Referring expression data:

+++

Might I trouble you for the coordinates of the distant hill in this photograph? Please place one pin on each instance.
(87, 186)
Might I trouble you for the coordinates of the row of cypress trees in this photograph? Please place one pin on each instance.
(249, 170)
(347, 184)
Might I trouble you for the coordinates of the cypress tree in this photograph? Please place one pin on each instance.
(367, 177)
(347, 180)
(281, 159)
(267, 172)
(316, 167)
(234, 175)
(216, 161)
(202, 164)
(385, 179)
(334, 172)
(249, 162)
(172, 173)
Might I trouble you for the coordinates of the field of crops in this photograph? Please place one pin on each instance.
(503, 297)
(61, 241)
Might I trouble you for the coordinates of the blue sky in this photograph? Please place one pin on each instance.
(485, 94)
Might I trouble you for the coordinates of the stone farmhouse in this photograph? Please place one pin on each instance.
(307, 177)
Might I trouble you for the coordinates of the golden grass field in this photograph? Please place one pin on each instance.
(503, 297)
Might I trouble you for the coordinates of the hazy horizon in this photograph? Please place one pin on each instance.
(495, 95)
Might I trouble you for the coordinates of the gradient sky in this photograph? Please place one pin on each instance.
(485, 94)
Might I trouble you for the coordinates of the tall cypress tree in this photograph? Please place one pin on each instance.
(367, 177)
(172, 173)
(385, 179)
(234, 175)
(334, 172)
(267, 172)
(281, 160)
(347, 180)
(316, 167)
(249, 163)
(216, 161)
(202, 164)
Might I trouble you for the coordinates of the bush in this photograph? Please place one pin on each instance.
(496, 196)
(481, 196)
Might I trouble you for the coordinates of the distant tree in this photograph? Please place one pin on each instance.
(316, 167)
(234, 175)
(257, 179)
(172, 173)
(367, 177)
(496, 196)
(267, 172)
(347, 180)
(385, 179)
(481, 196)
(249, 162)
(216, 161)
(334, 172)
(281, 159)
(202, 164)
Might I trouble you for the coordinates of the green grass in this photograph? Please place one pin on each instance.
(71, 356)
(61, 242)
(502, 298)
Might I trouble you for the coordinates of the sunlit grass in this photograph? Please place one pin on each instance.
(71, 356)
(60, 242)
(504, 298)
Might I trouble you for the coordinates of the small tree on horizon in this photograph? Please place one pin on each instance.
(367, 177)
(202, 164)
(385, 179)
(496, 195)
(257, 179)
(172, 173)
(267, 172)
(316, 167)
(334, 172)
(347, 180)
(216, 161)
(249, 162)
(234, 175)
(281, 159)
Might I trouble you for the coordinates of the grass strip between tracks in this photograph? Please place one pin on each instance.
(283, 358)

+++

• [AIM OF THE TASK]:
The data is to be reproduced in full, every line intact.

• [EXERCISE RESULT]:
Might I trouble you for the coordinates of the distant hill in this photograph? Please place one pin on each instance.
(87, 186)
Might I trouble you for the coordinates of the row of cypress trees in this photograph? Please place one pin on each instance.
(249, 170)
(347, 184)
Might I trouble you for the coordinates of the cypress tree in this photograph? Please place one pin on each instance.
(367, 177)
(347, 180)
(281, 159)
(267, 172)
(316, 167)
(234, 175)
(216, 161)
(202, 164)
(385, 179)
(334, 172)
(249, 162)
(172, 173)
Might I trouble you for the coordinates of the field of crops in this photograph? Please place one pin on each instance.
(503, 297)
(61, 241)
Might I trouble you for the coordinates of the blue sky in this photograph? Please place one pin on each instance.
(485, 94)
Might I trouble you for the coordinates of the stone farmhouse in this photograph? Please place one pin on each instance.
(307, 177)
Might I trouble you for the coordinates of the golden grass field in this photograph? Please place one pin on each instance.
(503, 297)
Might I trouble you for the coordinates of the hazy horizon in this photograph? Please place one pin on each instance.
(495, 95)
Might I trouble you for the coordinates of the gradient sky in this photograph? Please place one pin on each instance.
(485, 94)
Might I trouble you for the coordinates of the tall cypress tree in this photograph? Please place one pin on each instance.
(367, 177)
(172, 173)
(385, 179)
(234, 175)
(334, 172)
(267, 172)
(281, 160)
(347, 180)
(316, 167)
(249, 163)
(216, 161)
(202, 164)
Might I trouble you for the coordinates of the bush in this photograph? Please place one pin on each instance.
(496, 196)
(481, 196)
Might I trouble you for the coordinates of the distant tree in this photograph? Please place one pin on each instance.
(316, 167)
(234, 175)
(257, 179)
(172, 173)
(367, 177)
(496, 196)
(267, 172)
(347, 180)
(385, 179)
(481, 196)
(249, 162)
(216, 161)
(334, 172)
(281, 159)
(202, 164)
Might I trouble you for the coordinates of the green grass in this photograph? Please place one pin on each instance.
(71, 356)
(61, 242)
(502, 298)
Might I trouble you for the coordinates of the sunlit grass in this photograph? Please place one pin on each instance.
(71, 356)
(60, 242)
(504, 298)
Might I trouble you for the coordinates of the small tree on horizon in this photograph? Please place one pin on each instance.
(367, 177)
(202, 164)
(385, 179)
(496, 195)
(257, 179)
(172, 173)
(267, 172)
(316, 167)
(334, 172)
(347, 180)
(216, 161)
(249, 162)
(234, 175)
(281, 159)
Might I trouble you for the coordinates of the grass strip between tracks in this photograph? Please place one pin on each instance.
(283, 358)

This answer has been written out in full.